**DIRECTIONS**
1. Copy word for word the part of the piece on belonging starting with "Where do I fit" and going on through "say so myself).".
2. Say whether each statement agrees with the piece on belonging, answering yes or no and quoting the words from the piece that decide it: (a) The writer says being with other people can improve physical health. (b) The writer says a happy, fully fulfilled person is often a songwriter. (c) The song says the singer likes a big town.
3. Pick up the piece on belonging right after its last line and keep it going.

═══ SELECTED TEXT

Lots of research out there indicates or actually proves, beyond a doubt, that us humans are a herd animal. And, of course, as in every herd, there are always a few loners. A few horses that are grazing at the edge of the herd, or just a little ways off. But at the first sign of danger, when safety and survival are at stake, the herd comes together.
Apparently it is not merely a matter of emotional or mental well-being that we experience when we are with other humans. Some interesting research also shows that physical health is actually also improved. Of course, we are assuming that those human interactions are of a positive nature.
When I look at the major issues I have struggled with in my life, right up there close to the top is that sense of belonging, sense of community, fitting in. I have written quite a few songs on this theme. I have often said and believe it to be true, that a happy well-adjusted totally fulfilled person is seldom a poet or a songwriter.
Where do I fit in I don’t know where I belong
Where has my hometown and my old friends gone
I ‘m no longer a kid but I don’t feel full grown
And I don’t know how to find my way back home
I ain’t a cowboy no more, I ain’t the yuppie type
And I don’t know if I’ll find that place just right
I’m not a Backwood hick from the sticks, But I don’t like a big town
Maybe I’m a square peg in a world full of holes that are round
But I do know when I’m riding my pony out across the rolling hills
I watch a brand-new sunrise over the mountains I get a deep Down’s trail
I hear a mountain stream bubbling this through my dreams
I hear the early Robbin’s song-and I do believe I do belong
~Part of a song from my,”Spirit filled air” CD. Available for purchase on my webpage (a great CD if I must say so myself).

══════
═══ EXTRACTED ENTRIES

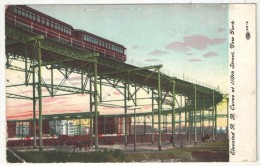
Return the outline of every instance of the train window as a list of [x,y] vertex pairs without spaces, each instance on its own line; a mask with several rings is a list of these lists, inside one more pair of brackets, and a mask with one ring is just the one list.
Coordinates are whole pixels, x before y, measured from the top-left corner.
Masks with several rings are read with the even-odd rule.
[[25,10],[25,17],[29,18],[29,12]]
[[42,24],[45,24],[45,18],[42,17]]
[[46,19],[46,25],[47,25],[47,26],[50,26],[50,21],[49,21],[49,19]]
[[22,16],[25,17],[25,10],[24,9],[22,9]]
[[17,13],[17,6],[14,6],[14,8],[13,8],[14,10],[14,13]]
[[22,15],[22,10],[21,10],[20,7],[18,7],[18,14],[19,14],[19,15]]
[[33,13],[33,20],[35,21],[36,20],[36,16],[35,16],[35,14]]
[[37,22],[41,22],[41,16],[37,15]]
[[97,41],[97,39],[94,39],[94,44],[98,44],[98,41]]

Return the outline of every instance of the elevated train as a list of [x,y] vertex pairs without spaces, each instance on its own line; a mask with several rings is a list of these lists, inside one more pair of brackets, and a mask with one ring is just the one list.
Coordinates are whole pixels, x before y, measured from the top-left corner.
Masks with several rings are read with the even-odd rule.
[[63,44],[101,56],[126,61],[126,48],[118,43],[104,39],[32,9],[26,5],[8,6],[5,13],[6,23],[20,27],[35,34],[42,34]]

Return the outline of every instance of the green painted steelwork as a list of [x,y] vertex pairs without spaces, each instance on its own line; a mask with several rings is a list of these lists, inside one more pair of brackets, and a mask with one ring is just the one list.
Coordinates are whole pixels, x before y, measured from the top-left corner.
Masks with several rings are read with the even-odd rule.
[[175,80],[172,80],[172,146],[175,147]]
[[[128,116],[134,116],[133,114],[127,113],[127,109],[130,106],[127,104],[127,101],[132,101],[134,105],[137,105],[137,92],[140,89],[143,89],[147,93],[149,93],[149,89],[152,90],[152,111],[146,112],[146,113],[136,113],[137,116],[146,116],[146,115],[152,115],[152,130],[154,131],[154,114],[156,113],[158,115],[158,130],[159,130],[159,140],[158,140],[158,150],[161,150],[161,116],[167,114],[171,114],[172,117],[174,117],[174,120],[172,120],[171,123],[172,127],[175,127],[175,114],[179,114],[179,122],[180,120],[180,114],[185,113],[185,129],[187,129],[187,123],[189,125],[189,140],[191,141],[190,134],[191,134],[191,128],[193,128],[194,124],[194,131],[196,132],[196,123],[197,121],[201,121],[201,119],[205,120],[212,120],[213,124],[215,121],[215,126],[213,125],[213,134],[214,134],[214,127],[215,127],[215,133],[216,133],[216,121],[217,117],[221,117],[217,114],[216,110],[216,104],[222,100],[222,95],[219,91],[213,90],[209,87],[204,87],[203,85],[199,83],[192,83],[188,82],[179,78],[170,77],[165,74],[163,74],[160,71],[160,68],[162,65],[156,65],[156,66],[147,66],[138,68],[133,65],[129,65],[126,63],[120,63],[117,61],[113,61],[110,59],[106,59],[103,57],[98,56],[96,53],[89,53],[84,50],[80,50],[77,48],[74,48],[72,46],[64,45],[62,43],[59,43],[57,41],[54,41],[49,38],[44,38],[40,36],[40,38],[35,38],[35,34],[31,34],[29,32],[25,32],[23,30],[20,30],[19,28],[12,27],[9,25],[6,25],[6,37],[7,37],[7,44],[6,44],[6,58],[7,58],[7,64],[6,67],[11,70],[17,70],[17,71],[23,71],[25,72],[26,81],[25,84],[20,84],[21,86],[24,85],[32,85],[35,89],[35,84],[38,84],[38,97],[33,96],[31,97],[25,97],[25,96],[19,96],[15,94],[7,94],[7,97],[16,97],[20,99],[33,99],[35,102],[37,99],[40,100],[43,97],[54,97],[59,95],[70,95],[70,94],[83,94],[87,93],[90,94],[90,114],[86,114],[86,117],[90,117],[92,120],[92,107],[95,107],[95,149],[98,149],[98,116],[101,116],[98,114],[98,105],[101,105],[102,101],[102,89],[103,85],[111,86],[117,89],[121,94],[124,96],[124,104],[122,107],[125,109],[125,113],[122,115],[116,115],[117,117],[125,117],[125,143],[127,144],[127,128],[126,128],[126,119]],[[41,39],[41,41],[39,41]],[[38,42],[38,43],[37,43]],[[36,45],[38,44],[38,45]],[[30,51],[31,48],[38,47],[38,59],[36,60],[37,53]],[[20,50],[23,50],[22,52]],[[12,60],[19,60],[22,62],[25,62],[25,69],[12,66],[11,62]],[[28,64],[31,63],[30,68],[28,68]],[[93,66],[92,66],[93,65]],[[32,67],[31,67],[32,66]],[[36,70],[33,73],[38,74],[38,83],[35,81],[33,83],[29,82],[29,76],[32,73],[32,69],[38,67],[38,70]],[[51,70],[51,84],[46,84],[43,78],[41,77],[41,66],[46,66],[48,70]],[[50,67],[51,66],[51,67]],[[64,80],[59,85],[54,85],[54,75],[53,70],[57,69],[60,71],[61,74],[64,76]],[[151,71],[151,69],[154,69]],[[97,72],[98,71],[98,72]],[[77,87],[71,87],[71,86],[65,86],[63,83],[68,79],[69,75],[71,73],[81,74],[81,88]],[[84,80],[84,75],[86,75],[86,78]],[[88,78],[93,77],[94,81],[91,81],[89,79],[90,88],[89,90],[86,89],[86,85],[88,83]],[[174,79],[174,87],[172,80]],[[112,80],[112,81],[110,81]],[[113,82],[114,81],[114,82]],[[92,90],[92,83],[94,87],[94,91]],[[121,84],[120,84],[121,83]],[[100,86],[99,92],[97,90],[98,84]],[[122,86],[123,84],[123,86]],[[8,85],[7,87],[16,87],[20,85]],[[130,86],[135,88],[135,91],[131,94],[130,93]],[[50,96],[43,96],[41,94],[41,87],[47,88],[47,90],[50,93]],[[195,87],[195,91],[193,91],[193,88]],[[124,88],[124,93],[121,92],[120,88]],[[156,90],[157,89],[157,92]],[[57,94],[58,91],[67,92],[67,94]],[[212,94],[213,91],[213,94]],[[193,93],[195,92],[195,94]],[[157,94],[157,102],[158,102],[158,109],[154,109],[154,94]],[[162,96],[162,94],[164,96]],[[179,106],[178,101],[176,99],[176,95],[183,95],[185,96],[185,106]],[[94,97],[94,103],[92,102],[92,98]],[[98,97],[100,101],[98,102]],[[168,97],[172,97],[173,101],[168,102]],[[194,100],[195,101],[194,101]],[[193,101],[192,101],[193,100]],[[207,106],[204,105],[204,101],[208,103]],[[201,102],[202,101],[202,102]],[[107,101],[102,101],[107,102]],[[111,102],[111,100],[110,100]],[[180,108],[175,107],[175,103]],[[194,106],[192,105],[194,103]],[[171,110],[165,110],[163,109],[163,104],[172,104]],[[106,104],[103,104],[105,106]],[[112,106],[113,104],[107,104],[107,106]],[[182,105],[182,102],[181,102]],[[118,105],[119,106],[119,105]],[[204,110],[204,107],[210,108],[214,107],[212,110],[208,110],[208,112],[212,112],[212,115],[201,115],[197,116],[197,110]],[[42,108],[42,105],[39,104],[39,110]],[[187,113],[188,113],[188,122],[187,122]],[[215,115],[214,115],[215,114]],[[49,118],[55,117],[55,115],[48,115]],[[102,115],[106,117],[112,117],[115,115]],[[47,116],[40,116],[39,115],[39,122],[41,118],[48,119]],[[68,117],[68,116],[67,116]],[[223,116],[223,117],[226,117]],[[62,119],[63,117],[58,117]],[[70,116],[69,118],[77,118],[75,116]],[[35,120],[36,118],[34,118]],[[92,125],[92,122],[90,122]],[[145,122],[145,124],[148,122]],[[40,123],[39,123],[40,124]],[[164,124],[170,124],[168,122],[165,122]],[[130,126],[129,126],[130,127]],[[41,127],[40,127],[41,128]],[[91,140],[92,140],[92,130],[93,126],[90,127],[91,132]],[[42,133],[42,131],[40,131]],[[173,132],[174,133],[174,132]],[[195,134],[196,137],[196,134]],[[152,142],[154,142],[154,137],[152,135]],[[195,139],[196,142],[196,139]],[[174,143],[174,141],[173,141]],[[92,141],[91,141],[92,145]],[[41,149],[41,145],[40,145]]]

══════

**RESULTS OF THE TASKS**
1.
Where do I fit in I don’t know where I belong
Where has my hometown and my old friends gone
I ‘m no longer a kid but I don’t feel full grown
And I don’t know how to find my way back home
I ain’t a cowboy no more, I ain’t the yuppie type
And I don’t know if I’ll find that place just right
I’m not a Backwood hick from the sticks, But I don’t like a big town
Maybe I’m a square peg in a world full of holes that are round
But I do know when I’m riding my pony out across the rolling hills
I watch a brand-new sunrise over the mountains I get a deep Down’s trail
I hear a mountain stream bubbling this through my dreams
I hear the early Robbin’s song-and I do believe I do belong
~Part of a song from my,”Spirit filled air” CD. Available for purchase on my webpage (a great CD if I must say so myself).

2.
(a) Yes: "Some interesting research also shows that physical health is actually also improved."
(b) No: "a happy well-adjusted totally fulfilled person is seldom a poet or a songwriter."
(c) No: "But I don’t like a big town"

3.
That beautiful song would never have floated into my beautiful mind, had I not felt lonely, rejected, like I didn’t fit in.
I used to think that changing or getting over something meant that you would never have to experience it again. Boy was I wrong! Here I am 69 years old and this morning once again I felt that loneliness as keenly as I did as a young boy on the homestead sitting out in the forest under a tree crying my eyes out. I had no clue why I was feeling what I was feeling back then under that tree. I had no clue what the emotions and thoughts were that were driving my tears. Of course looking back, it was part of that dysfunctional family dynamic. Not enough goodies to go around. Parents with their own issues they were struggling with.
Anything can trigger old deep emotions. There are a couple of tricks I have learned along the way. One is trying to stay away from those triggers, the other is handling those old emotions in a new way. So this morning when I heard from one friend that he was going skiing with some other friends and I realized I was not invited…I was right back there as a young boy under that lonely spruce tree.
How could I have avoided that? I could have organized my own ski party. But more importantly how did I deal with those old, yet still strong feelings. That ladies and gentlemen, is one of the great secrets of life. I will share that secret with you now. It was very simple. All I had to do was pause for a moment and notice how miserable I was. How much I was hurting way down deep. How rejected and awful I felt. The next step was just as simple. I allowed myself to have some thoughts and feelings about those deep dark feelings of loneliness I was having. It went something like this.”Well howdy there little buddy, so you come to visit me again, eh? Yep it’s been a while. But I know you well. I am no longer afraid of you and you no longer have power over me. I am no longer angry when you come to visit. I respect you, I know where you are from, I know why you exist. That was then, and this is now. I feel your deep pain, but I need you to go back to that old spruce tree. I got this.”
And then I spend a few moments pondering the strength and tenacity of that old emotion. I love it back to where it is from. I distance myself from it. I breathe deeply, count my blessings and visualize all I am grateful for, yes, including all the friends I do have.
So perhaps changing isn’t changing, but merely accepting. Perhaps changing is just noticing, pondering and not letting it grab you- stepping back. Perhaps changing is merely about becoming a little more conscious about all of the amazing little parts and pieces that make you who you are.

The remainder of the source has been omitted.